__Requirement 1__
Using the passage on Montaillou beliefs about animals, list every animal that Grazide Lizier names as useful to man.

— START Text block —

Rats also were often regarded with repugnance (iii.221). Bélibaste and Tavernier forbade the killing of all animals except rats, snakes and toads.

Grazide Lizier, a young peasant girl of Montaillou, made a distinction between different kinds of animals.

Grazide,’ said Jacques Fournier (i.304), ‘do you believe that God made all the physical objects which we see in the world?

I believe,’ answered Grazide, ‘that God created the physical things which are good for human beings to use, such as men themselves and animals that can be eaten or that are useful to man, such as oxen, sheep, goats, horses, mules; and also edible fruits of the earth and trees. On the other hand, I do not believe that God made wolves, flies, lizards and other creatures harmful to men; nor do I believe that he made the Devil.’

Similarly, Bernard Franca (i.358): On the one hand there are the works of the good God, Heaven, the earth, the water, fire, the air and the animals useful to men for food, for carrying, for work or for clothing; including edible fish! On the other hand, the bad God has made devils and harmful animals, such as wolves, snakes, toads, flies and all harmful and poisonous beasts.

The horse was in the first rank of animals which might serve as a receptacle, according to the Cathar prophets of Sabarthès, for the successive reincarnations of the soul. In this respect a horse, or rather mare, came after a woman, but definitely before a female rabbit or bitch, and before an ox (or a cow). Bélibaste says (ii.35): ‘When the spirits come out of a fleshy tunic, that is a dead body, they run very fast, for they are fearful. They run so fast that if a spirit came out of a dead body in Valencia and had to go into another living body in the Comté de Foix, if it was raining hard, scarcely three drops of rain would touch it! Running like this, the terrified spirit hurls itself into the first hole it finds free! In other words into the womb of some animal which has just conceived an embryo not yet supplied with a soul; whether a bitch, a female rabbit or a mare. Or even in the womb of a woman.’

The predominance of the horse is underlined by a myth of which the people of Ariège, whether resident or in exile, left behind at least four versions (ii.36, 408; iii. 138, 221). Two very simplified versions are recounted by Pierre Maury, who heard them from Bélibaste and Prades Tavernier. A third is related by Sybille Pierre of Arques, who had it directly from Pierre Authié. The fourth and most complete comes down through Arnaud Sicre, who, like Pierre Maury, had it from Bélibaste, who, like Sybille Pierre, probably had it from Pierre Authié in person.

— END Text block —
— START Information supplied —

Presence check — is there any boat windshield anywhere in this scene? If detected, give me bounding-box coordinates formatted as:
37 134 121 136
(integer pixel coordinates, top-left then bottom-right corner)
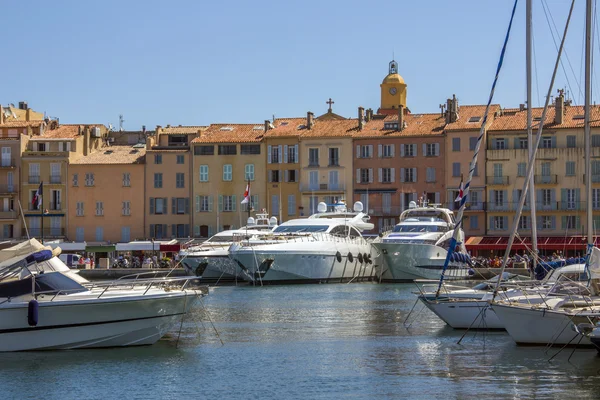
394 225 448 233
273 225 329 233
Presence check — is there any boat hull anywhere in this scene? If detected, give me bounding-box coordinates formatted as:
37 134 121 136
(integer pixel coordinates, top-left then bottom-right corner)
0 291 202 352
373 242 469 282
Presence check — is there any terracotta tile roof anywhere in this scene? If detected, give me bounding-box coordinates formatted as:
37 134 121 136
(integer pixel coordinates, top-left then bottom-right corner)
446 104 500 131
352 113 446 138
71 146 146 165
160 125 208 135
192 123 265 143
0 121 44 128
488 105 600 133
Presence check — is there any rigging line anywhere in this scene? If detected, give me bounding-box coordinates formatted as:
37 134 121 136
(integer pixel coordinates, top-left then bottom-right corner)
542 0 581 100
436 0 519 297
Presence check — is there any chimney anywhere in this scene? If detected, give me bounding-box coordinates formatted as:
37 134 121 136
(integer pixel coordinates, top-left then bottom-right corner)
396 104 404 132
306 111 315 129
358 107 365 131
554 89 565 125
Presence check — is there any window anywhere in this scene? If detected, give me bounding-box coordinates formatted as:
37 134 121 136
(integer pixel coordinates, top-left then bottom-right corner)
122 201 131 215
219 144 237 156
540 136 553 149
288 194 296 215
452 163 460 176
240 144 260 154
452 138 460 151
223 164 233 181
565 161 575 176
200 165 208 182
382 144 394 158
329 147 340 167
175 172 185 188
517 163 527 176
154 172 162 189
244 164 254 181
85 172 94 186
359 144 373 158
194 146 215 156
308 148 319 167
519 138 529 149
425 143 439 157
469 215 479 229
381 168 393 183
223 196 235 211
96 201 104 215
75 201 83 217
196 196 212 212
469 136 477 151
426 164 436 182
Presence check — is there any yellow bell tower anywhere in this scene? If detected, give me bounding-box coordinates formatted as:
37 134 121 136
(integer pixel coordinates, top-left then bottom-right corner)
380 60 406 110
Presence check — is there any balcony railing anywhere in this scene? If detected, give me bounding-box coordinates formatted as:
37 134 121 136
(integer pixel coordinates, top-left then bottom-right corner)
0 211 17 219
21 227 65 238
485 176 509 185
533 175 558 185
0 157 16 168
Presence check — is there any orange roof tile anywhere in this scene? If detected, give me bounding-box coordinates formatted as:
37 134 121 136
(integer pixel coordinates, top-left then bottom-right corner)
71 146 146 165
488 105 600 133
192 123 265 143
446 104 500 131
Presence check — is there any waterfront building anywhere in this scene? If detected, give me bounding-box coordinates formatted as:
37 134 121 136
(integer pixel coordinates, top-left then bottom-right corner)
19 120 108 238
192 123 270 237
144 125 206 239
442 101 499 236
264 118 308 223
65 144 146 243
474 92 600 254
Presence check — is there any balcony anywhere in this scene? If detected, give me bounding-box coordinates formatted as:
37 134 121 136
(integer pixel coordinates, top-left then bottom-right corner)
21 227 65 239
485 176 509 185
533 175 558 185
0 211 17 219
0 157 16 168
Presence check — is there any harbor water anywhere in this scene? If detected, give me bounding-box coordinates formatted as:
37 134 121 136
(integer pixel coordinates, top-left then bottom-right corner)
0 283 600 400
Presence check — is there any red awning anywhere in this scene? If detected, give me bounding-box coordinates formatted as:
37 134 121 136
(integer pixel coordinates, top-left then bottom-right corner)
160 243 181 252
465 236 600 251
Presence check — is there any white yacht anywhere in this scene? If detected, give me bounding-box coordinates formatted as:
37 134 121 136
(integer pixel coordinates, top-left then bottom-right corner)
179 213 277 282
229 202 375 284
373 201 470 282
0 240 207 351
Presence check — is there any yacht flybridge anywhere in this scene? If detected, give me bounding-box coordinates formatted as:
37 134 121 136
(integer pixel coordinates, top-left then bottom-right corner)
373 201 470 282
229 202 375 284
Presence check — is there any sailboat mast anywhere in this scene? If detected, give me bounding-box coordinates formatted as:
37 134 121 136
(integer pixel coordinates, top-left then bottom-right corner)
522 0 538 271
584 0 594 255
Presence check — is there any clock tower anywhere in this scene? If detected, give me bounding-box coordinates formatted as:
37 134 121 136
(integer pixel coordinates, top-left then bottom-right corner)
380 60 406 110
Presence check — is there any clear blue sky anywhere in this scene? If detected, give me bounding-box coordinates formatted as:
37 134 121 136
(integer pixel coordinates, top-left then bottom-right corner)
0 0 600 130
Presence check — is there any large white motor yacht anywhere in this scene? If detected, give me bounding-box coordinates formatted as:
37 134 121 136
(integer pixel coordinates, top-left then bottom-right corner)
0 239 207 351
179 213 277 282
373 201 470 282
229 202 375 284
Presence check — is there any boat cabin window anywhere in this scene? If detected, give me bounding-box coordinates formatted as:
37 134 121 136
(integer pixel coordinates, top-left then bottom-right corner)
273 225 329 233
394 224 448 233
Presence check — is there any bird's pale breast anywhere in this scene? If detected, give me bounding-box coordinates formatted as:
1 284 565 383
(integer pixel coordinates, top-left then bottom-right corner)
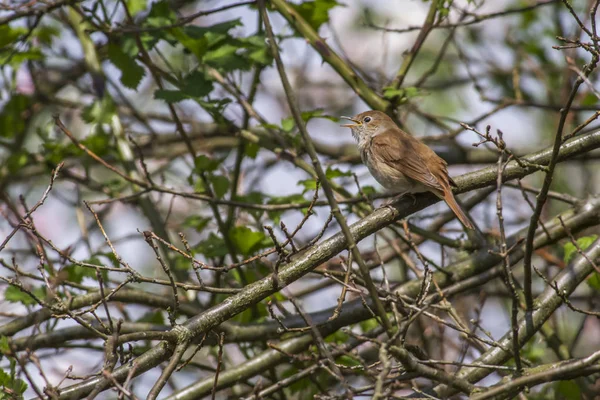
361 147 429 193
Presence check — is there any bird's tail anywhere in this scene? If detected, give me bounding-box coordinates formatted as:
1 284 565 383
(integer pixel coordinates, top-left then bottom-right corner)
444 188 474 229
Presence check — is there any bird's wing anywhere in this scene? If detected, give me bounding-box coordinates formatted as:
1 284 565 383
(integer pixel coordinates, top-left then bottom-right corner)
371 131 450 192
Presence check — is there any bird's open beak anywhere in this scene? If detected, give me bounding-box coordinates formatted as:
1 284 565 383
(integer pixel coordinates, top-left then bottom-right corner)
340 116 360 128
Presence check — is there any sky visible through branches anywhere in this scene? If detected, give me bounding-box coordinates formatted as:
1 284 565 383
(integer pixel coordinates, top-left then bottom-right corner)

— END Information supplied —

__Requirement 2__
Transcribe the records from their first line up to and including the line with "554 89 565 125", leaving out the pictures.

__Final result 1__
oxen, sheep, goats, horses, mules

__Final result 2__
Presence check — is there any boat windshield anywhere in this scene? If detected, give me bounding-box coordinates formatted as:
37 134 121 136
(integer pixel coordinates, top-left then bottom-right corner)
394 225 448 233
273 225 329 233
Presence check — is there any boat hull anywhere in this scene? If detected, give me bounding-box coordinates formatted as:
37 134 121 136
(integer pixel coordinates, top-left then bottom-right corner)
0 291 202 352
373 242 469 282
Presence check — is there any terracotta tile roof anywhere in this scene? If detected, give me bounding-box coordinates formatted as:
37 134 121 136
(integer pixel coordinates, top-left then bottom-right corner)
446 104 500 131
352 113 446 138
71 146 146 165
160 125 208 135
192 123 265 143
0 121 44 128
488 105 600 133
Presence check — is there any rigging line anywhere in this scene? If detected, give me bounding-box coordinates formatted as:
37 134 121 136
(integer pixel coordinates, top-left then bottom-right corner)
542 0 581 100
436 0 519 297
Presence check — is there any chimney anywhere in this scene? If detected, give me bounding-box coordinates formatted as:
37 134 121 136
(integer pixel coordinates, top-left then bottom-right corner)
396 104 404 132
306 111 315 129
358 107 365 131
554 89 565 125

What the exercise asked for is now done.